TRAVAIL DEMANDÉ.
• A. D'après l'extrait de critique d'opéra, où et quand la soprano roumaine a-t-elle rodé le personnage en version de concert ?
• B. Recopiez le passage de l'extrait de critique d'opéra qui va de « Car la projection » jusqu'à « octobre dernier). » inclus.

EXTRAIT DU TEXTE.
□ □ □

Car la projection arrogante et le rayonnement vocal de la grande tragédienne
de la Comédie-Française font cruellement défaut, transformant ces débuts
tant attendus en un contresens, du moins pendant les trois premiers actes
(précisons que la soprano roumaine, avant de s'y risquer à la scène à
Londres, a rodé le personnage en version de concert, à Berlin, les 2 et 5
octobre dernier).
D'emblée, «Io son l'umile ancella», encombré de
précautions, inquiète. Mais ce n'est rien à côté du premier duo avec
Maurizio, où l'on entend une Mimi feignant de repousser les avances de
Rodolfo dans la mansarde de La Bohème... Leur deuxième rencontre aggrave les
choses, avec une Gheórghiu au médium atone, au grave inconsistant, et plus
d'une fois inaudible. L'affrontement avec la Princesse de Bouillon, à la fin
du II, frise le ridicule : conçu par Cilea et son librettiste comme un
combat d'égale à égale, il évoque ici davantage le face-à-face entre une
frêle antilope et une lionne prête à la dévorer, ou, pour rester dans les
métaphores opératiques, entre Suor Angelica et la Lia Principessa. Quant au
fameux «monologue de Phèdre» (acte III), il est plus proche de la crise de
nerfs d'une midinette que de la déclaration de guerre d'une prima donna,
poussée dans ses derniers retranchements par sa rivale ! Le IV convient
évidemment mieux à Angela Gheorghiu qui, dans cette femme brisée, sur le
point d'expirer entre les bras de son amant, retrouve un terrain on ne peut
plus familier. Convoquant les ombres de Violetta et de Mimi (cette fois à
bon escient !), elle émeut, voire bouleverse dans un «Poveri fiori» conduit
avec un admirable contrôle du souffle, sans que cette demi-heure de bonheur
fasse oublier la flagrante erreur de casting des trois premiers actes.

□ □ □

ENREGISTREMENTS FOURNIS.
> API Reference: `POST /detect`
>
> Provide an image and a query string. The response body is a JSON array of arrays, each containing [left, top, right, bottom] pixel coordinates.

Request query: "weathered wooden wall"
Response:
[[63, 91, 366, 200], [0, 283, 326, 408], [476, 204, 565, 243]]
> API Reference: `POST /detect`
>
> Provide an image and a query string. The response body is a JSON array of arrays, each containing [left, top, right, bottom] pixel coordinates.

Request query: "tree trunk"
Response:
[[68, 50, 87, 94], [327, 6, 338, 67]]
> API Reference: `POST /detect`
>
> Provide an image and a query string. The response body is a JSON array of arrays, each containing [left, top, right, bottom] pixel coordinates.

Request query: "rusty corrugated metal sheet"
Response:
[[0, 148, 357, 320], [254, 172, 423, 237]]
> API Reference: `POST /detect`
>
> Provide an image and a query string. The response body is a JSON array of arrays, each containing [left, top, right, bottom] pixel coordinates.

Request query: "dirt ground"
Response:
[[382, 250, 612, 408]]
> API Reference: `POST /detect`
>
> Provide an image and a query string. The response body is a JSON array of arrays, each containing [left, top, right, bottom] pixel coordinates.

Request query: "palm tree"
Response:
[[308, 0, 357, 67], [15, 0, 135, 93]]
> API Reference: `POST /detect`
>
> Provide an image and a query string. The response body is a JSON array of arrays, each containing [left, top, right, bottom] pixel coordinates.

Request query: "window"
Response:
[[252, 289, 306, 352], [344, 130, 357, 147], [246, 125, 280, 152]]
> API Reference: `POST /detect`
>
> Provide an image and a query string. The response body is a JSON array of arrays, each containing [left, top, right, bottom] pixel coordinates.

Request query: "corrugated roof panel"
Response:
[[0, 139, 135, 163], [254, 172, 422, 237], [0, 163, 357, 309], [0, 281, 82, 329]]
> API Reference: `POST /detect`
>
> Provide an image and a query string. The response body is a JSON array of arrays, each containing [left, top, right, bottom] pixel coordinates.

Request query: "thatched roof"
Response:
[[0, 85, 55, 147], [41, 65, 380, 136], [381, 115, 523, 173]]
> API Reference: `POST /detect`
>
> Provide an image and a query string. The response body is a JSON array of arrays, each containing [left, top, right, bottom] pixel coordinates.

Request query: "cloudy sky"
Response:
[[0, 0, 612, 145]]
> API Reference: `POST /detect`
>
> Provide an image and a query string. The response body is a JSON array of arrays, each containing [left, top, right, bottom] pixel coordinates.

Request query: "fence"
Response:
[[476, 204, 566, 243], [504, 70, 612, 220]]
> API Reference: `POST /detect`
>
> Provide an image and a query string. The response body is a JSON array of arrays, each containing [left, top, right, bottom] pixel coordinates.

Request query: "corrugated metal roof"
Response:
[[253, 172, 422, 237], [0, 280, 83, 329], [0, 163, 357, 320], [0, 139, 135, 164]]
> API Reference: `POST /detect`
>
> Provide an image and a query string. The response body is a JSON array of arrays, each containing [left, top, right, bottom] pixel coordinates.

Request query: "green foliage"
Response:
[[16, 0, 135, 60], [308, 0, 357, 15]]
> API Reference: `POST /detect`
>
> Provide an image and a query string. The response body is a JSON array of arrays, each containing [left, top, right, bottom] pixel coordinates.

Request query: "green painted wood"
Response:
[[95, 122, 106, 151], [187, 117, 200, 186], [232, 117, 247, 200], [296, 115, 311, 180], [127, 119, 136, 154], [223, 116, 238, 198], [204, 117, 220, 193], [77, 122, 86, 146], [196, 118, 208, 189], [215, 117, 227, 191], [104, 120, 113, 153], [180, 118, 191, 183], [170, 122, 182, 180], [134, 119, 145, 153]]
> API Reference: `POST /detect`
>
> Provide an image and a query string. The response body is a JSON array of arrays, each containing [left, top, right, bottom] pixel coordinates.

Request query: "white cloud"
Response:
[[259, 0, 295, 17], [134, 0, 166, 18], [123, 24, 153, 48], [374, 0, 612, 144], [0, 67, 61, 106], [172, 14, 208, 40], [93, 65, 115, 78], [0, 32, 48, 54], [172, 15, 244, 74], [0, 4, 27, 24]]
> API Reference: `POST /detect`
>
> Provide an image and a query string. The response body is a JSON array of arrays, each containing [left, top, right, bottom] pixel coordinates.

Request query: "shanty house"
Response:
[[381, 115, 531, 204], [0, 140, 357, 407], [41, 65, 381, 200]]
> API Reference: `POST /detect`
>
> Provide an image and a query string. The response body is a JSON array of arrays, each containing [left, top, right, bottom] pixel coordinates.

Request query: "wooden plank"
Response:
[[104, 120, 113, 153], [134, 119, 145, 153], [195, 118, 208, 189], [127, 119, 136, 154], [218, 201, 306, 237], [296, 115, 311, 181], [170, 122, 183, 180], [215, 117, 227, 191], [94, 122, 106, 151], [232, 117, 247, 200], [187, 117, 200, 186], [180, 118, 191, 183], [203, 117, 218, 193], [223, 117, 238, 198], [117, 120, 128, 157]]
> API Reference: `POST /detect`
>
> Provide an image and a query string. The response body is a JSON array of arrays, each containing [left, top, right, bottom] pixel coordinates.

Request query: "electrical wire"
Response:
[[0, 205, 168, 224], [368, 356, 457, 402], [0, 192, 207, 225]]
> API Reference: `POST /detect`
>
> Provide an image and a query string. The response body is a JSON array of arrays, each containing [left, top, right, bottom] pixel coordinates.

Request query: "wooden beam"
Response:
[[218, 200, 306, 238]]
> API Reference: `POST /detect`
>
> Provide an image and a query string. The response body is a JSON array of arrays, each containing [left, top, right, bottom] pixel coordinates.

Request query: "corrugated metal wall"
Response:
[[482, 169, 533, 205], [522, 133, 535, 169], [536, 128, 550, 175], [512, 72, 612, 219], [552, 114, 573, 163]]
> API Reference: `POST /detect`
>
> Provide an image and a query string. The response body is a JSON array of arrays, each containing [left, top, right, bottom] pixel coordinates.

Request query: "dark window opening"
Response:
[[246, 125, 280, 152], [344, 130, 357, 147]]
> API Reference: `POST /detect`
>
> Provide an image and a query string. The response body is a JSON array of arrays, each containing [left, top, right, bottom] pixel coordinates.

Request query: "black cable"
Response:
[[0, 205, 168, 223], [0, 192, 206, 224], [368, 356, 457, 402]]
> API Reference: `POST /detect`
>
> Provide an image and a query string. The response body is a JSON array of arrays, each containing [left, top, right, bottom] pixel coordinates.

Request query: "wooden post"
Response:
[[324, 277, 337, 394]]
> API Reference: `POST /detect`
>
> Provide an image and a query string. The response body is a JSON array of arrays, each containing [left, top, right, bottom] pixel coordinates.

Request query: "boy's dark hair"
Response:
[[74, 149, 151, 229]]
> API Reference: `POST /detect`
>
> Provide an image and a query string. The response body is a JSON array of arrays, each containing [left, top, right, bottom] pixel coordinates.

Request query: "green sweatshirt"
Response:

□ □ □

RÉSULTATS DE L'EXERCICE.
• A. À Berlin, les 2 et 5 octobre.

• B.
Car la projection arrogante et le rayonnement vocal de la grande tragédienne
de la Comédie-Française font cruellement défaut, transformant ces débuts
tant attendus en un contresens, du moins pendant les trois premiers actes
(précisons que la soprano roumaine, avant de s'y risquer à la scène à
Londres, a rodé le personnage en version de concert, à Berlin, les 2 et 5
octobre dernier).